Directions for this task
Pull out every line of the records that contains the word "roasted".

Object point labels
• • •

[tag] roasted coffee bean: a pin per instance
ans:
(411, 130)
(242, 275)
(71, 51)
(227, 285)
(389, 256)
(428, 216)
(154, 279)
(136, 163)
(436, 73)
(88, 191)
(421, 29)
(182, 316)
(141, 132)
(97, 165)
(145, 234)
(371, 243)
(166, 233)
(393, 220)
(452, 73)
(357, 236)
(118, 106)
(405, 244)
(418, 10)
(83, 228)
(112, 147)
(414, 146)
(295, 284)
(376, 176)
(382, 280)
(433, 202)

• • •

Task solution
[tag] roasted coffee bean: a pin per instance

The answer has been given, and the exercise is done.